Consigne donnée a:
Répondez à ces questions d'après le passage sur l'affaire Banque Edmond de Rothschild :
(i) Quelles juridictions l'emprunteur était-il tenu de saisir ?
(ii) En raison de quel caractère de la clause la Cour l'a-t-elle jugée contraire à l'article 23 du Règlement Bruxelles I ?
(iii) Quelle juridiction est seule compétente pour interpréter les dispositions du Règlement Bruxelles I ?

Passage retenu:
^^^^^^^^^^^^^^^^
Dans cette affaire Banque Edmond de Rothschild, la clause d’un contrat entre un emprunteur et une banque ne liait que l’emprunteur tenu de saisir les juridictions luxembourgeoises, la banque se réservant le droit de saisir « tout autre tribunal compétent ».

La Cour l’avait jugée « contraire à l’objet et à la finalité de la prorogation de compétence ouverte par l’article 23 du Règlement Bruxelles I » en raison de son « caractère potestatif ».

Cette décision reste très controversée. Le Règlement Bruxelles I est censé s’appliquer uniformément dans tous les Etats membres de l’Union européenne et seule la Cour de justice de l’Union européenne (CJUE) est compétente pour interpréter ses dispositions en se référant à des concepts autonomes du droit de l’Union européenne.
^^^^^^^^^^^^^^^^
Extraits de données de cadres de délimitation
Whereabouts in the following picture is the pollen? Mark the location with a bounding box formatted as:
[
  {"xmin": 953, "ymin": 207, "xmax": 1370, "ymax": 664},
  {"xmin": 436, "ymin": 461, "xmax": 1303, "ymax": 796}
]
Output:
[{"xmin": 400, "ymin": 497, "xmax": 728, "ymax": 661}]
^^^^^^^^^^^^^^^^
Consigne donnée b: Recopiez à l'identique toutes les lignes des enregistrements, de la première à la dernière.

Solution proposée a:
(i) Les juridictions luxembourgeoises.
(ii) Son caractère potestatif.
(iii) La Cour de justice de l'Union européenne (CJUE).

Solution proposée b:
Whereabouts in the following picture is the pollen? Mark the location with a bounding box formatted as:
[
  {"xmin": 953, "ymin": 207, "xmax": 1370, "ymax": 664},
  {"xmin": 436, "ymin": 461, "xmax": 1303, "ymax": 796}
]
Output:
[{"xmin": 400, "ymin": 497, "xmax": 728, "ymax": 661}]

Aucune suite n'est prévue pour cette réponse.